### DATA LISTING
◇ ◇ ◇ ◇ ◇
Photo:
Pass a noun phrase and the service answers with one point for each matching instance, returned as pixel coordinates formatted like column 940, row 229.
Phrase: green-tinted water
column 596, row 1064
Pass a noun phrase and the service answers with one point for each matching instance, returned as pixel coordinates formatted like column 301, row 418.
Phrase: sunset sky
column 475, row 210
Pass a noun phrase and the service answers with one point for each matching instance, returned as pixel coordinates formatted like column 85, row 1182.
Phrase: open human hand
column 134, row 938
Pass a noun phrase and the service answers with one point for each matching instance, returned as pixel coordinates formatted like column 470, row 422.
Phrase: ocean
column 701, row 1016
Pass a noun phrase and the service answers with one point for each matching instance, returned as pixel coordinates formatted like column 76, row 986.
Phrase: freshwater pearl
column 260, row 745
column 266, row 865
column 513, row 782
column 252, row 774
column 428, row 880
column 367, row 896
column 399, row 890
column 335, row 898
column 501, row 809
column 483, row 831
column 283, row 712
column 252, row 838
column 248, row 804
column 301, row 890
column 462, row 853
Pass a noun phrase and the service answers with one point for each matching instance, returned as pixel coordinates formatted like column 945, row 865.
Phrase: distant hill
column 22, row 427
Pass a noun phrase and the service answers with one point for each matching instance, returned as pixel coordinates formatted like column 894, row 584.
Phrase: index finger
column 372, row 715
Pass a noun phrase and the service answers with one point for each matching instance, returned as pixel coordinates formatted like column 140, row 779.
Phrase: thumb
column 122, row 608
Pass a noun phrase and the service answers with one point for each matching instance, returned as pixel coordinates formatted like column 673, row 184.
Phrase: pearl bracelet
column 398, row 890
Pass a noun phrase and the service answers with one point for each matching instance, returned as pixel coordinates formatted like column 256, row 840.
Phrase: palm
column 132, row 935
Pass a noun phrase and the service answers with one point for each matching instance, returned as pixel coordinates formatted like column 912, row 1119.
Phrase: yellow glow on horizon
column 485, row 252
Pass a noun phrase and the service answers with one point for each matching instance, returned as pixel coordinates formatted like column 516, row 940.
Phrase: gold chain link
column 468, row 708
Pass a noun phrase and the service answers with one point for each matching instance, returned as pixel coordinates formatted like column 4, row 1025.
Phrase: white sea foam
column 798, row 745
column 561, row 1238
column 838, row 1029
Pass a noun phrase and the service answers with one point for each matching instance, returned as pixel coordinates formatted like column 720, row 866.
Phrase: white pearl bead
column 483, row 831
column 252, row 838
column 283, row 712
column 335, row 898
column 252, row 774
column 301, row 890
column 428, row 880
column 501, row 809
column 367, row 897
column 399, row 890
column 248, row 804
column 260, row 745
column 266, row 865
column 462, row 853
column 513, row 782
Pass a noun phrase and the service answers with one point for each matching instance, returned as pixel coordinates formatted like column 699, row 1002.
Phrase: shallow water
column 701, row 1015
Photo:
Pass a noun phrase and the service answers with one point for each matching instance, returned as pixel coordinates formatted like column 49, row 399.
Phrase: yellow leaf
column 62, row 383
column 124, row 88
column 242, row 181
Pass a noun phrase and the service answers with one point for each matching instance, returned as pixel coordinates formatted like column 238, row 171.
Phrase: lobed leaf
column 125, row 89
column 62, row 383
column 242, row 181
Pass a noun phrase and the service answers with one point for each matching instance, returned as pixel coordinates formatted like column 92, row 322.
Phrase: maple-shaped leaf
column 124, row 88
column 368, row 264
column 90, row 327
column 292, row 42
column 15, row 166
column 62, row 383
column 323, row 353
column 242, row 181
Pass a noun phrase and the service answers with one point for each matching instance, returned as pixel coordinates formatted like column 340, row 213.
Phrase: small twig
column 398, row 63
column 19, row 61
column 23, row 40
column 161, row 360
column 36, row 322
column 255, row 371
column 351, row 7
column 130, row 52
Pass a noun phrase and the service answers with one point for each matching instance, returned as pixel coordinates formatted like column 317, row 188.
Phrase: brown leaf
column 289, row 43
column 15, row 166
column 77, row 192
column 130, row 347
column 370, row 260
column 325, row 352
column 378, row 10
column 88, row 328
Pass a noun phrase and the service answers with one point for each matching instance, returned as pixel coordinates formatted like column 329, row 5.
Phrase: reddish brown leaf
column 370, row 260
◇ ◇ ◇ ◇ ◇
### PROBLEM TO SOLVE
In the listing above, find the line containing "Phrase: shallow water" and the line containing "340, row 213.", then quote both, plus every line between them, exactly as written.

### ANSWER FOR THIS EXERCISE
Phrase: shallow water
column 701, row 1015
Photo:
Pass a noun phrase and the service answers with one point for each matching instance, returned as pixel coordinates formatted like column 49, row 399.
Phrase: yellow leaf
column 62, row 383
column 124, row 88
column 242, row 181
Pass a noun phrase and the service answers with one point for each matching instance, returned as pixel coordinates formatted like column 238, row 171.
Phrase: lobed leaf
column 125, row 89
column 62, row 383
column 242, row 181
Pass a noun phrase and the service answers with one point for each matching instance, returned as pixel coordinates formatted like column 92, row 322.
Phrase: maple-shaped leaf
column 124, row 88
column 368, row 264
column 90, row 327
column 292, row 42
column 15, row 166
column 62, row 383
column 323, row 353
column 242, row 181
Pass a noun phrase and the service answers with one point for each matching instance, returned as pixel coordinates formatted like column 340, row 213.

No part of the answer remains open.